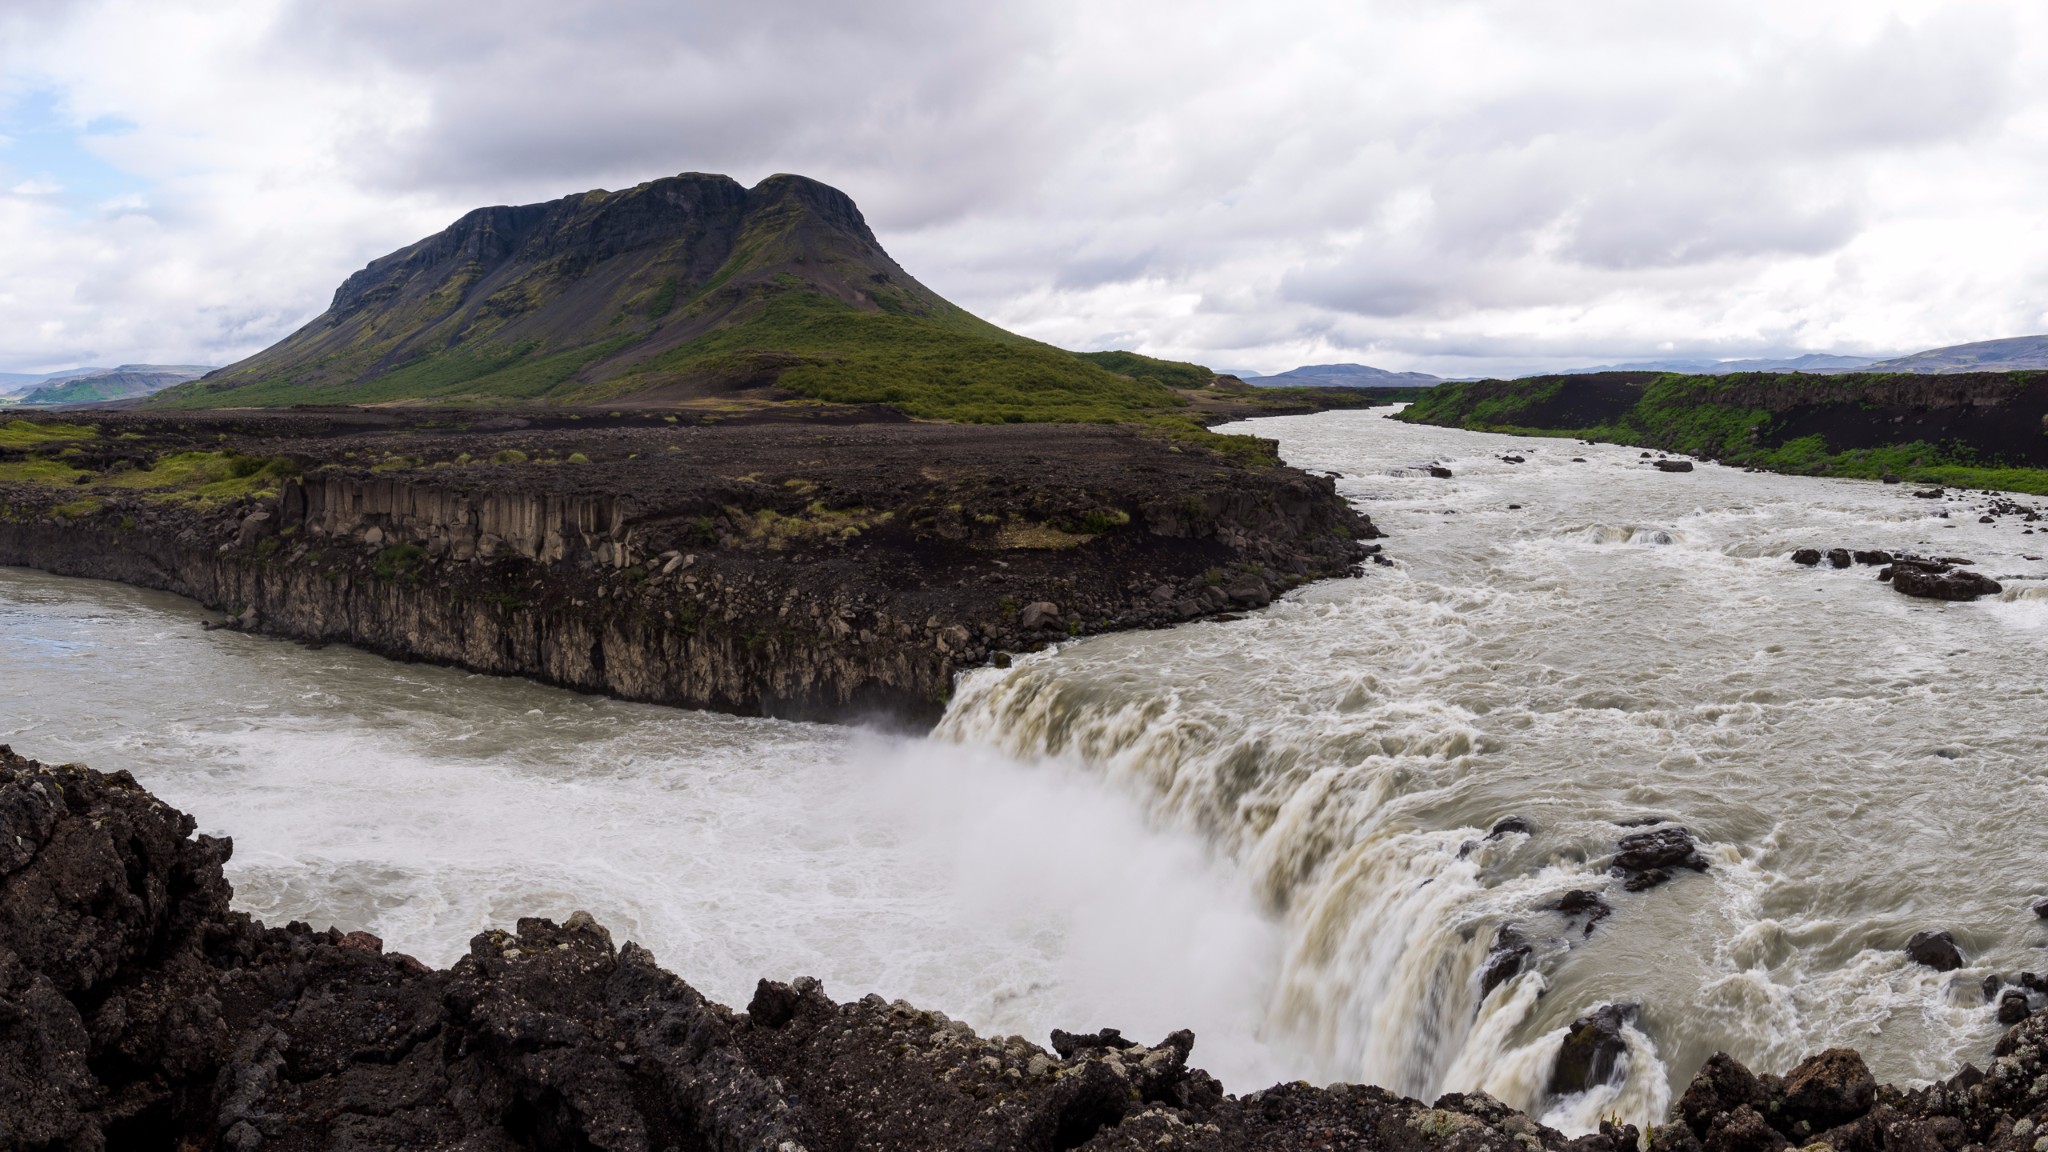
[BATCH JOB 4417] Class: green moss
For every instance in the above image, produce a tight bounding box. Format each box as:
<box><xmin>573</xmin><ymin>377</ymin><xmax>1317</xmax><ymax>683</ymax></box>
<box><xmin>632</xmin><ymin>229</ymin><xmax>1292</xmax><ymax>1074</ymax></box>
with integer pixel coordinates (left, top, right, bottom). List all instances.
<box><xmin>1075</xmin><ymin>350</ymin><xmax>1215</xmax><ymax>390</ymax></box>
<box><xmin>0</xmin><ymin>420</ymin><xmax>95</xmax><ymax>447</ymax></box>
<box><xmin>375</xmin><ymin>543</ymin><xmax>428</xmax><ymax>581</ymax></box>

──────────────────────────────

### TASK:
Every line from the one containing "For every instance" through the end of the material above should be retyped exactly; please include nothing else.

### WRITTEN SOLUTION:
For every instance in the above image, produce a tight bounding box. Format each box as:
<box><xmin>573</xmin><ymin>377</ymin><xmax>1317</xmax><ymax>683</ymax></box>
<box><xmin>632</xmin><ymin>229</ymin><xmax>1292</xmax><ymax>1074</ymax></box>
with integer pixel coordinates (left, top, right, bottom). List all instances.
<box><xmin>1075</xmin><ymin>350</ymin><xmax>1215</xmax><ymax>390</ymax></box>
<box><xmin>0</xmin><ymin>420</ymin><xmax>95</xmax><ymax>447</ymax></box>
<box><xmin>375</xmin><ymin>543</ymin><xmax>428</xmax><ymax>581</ymax></box>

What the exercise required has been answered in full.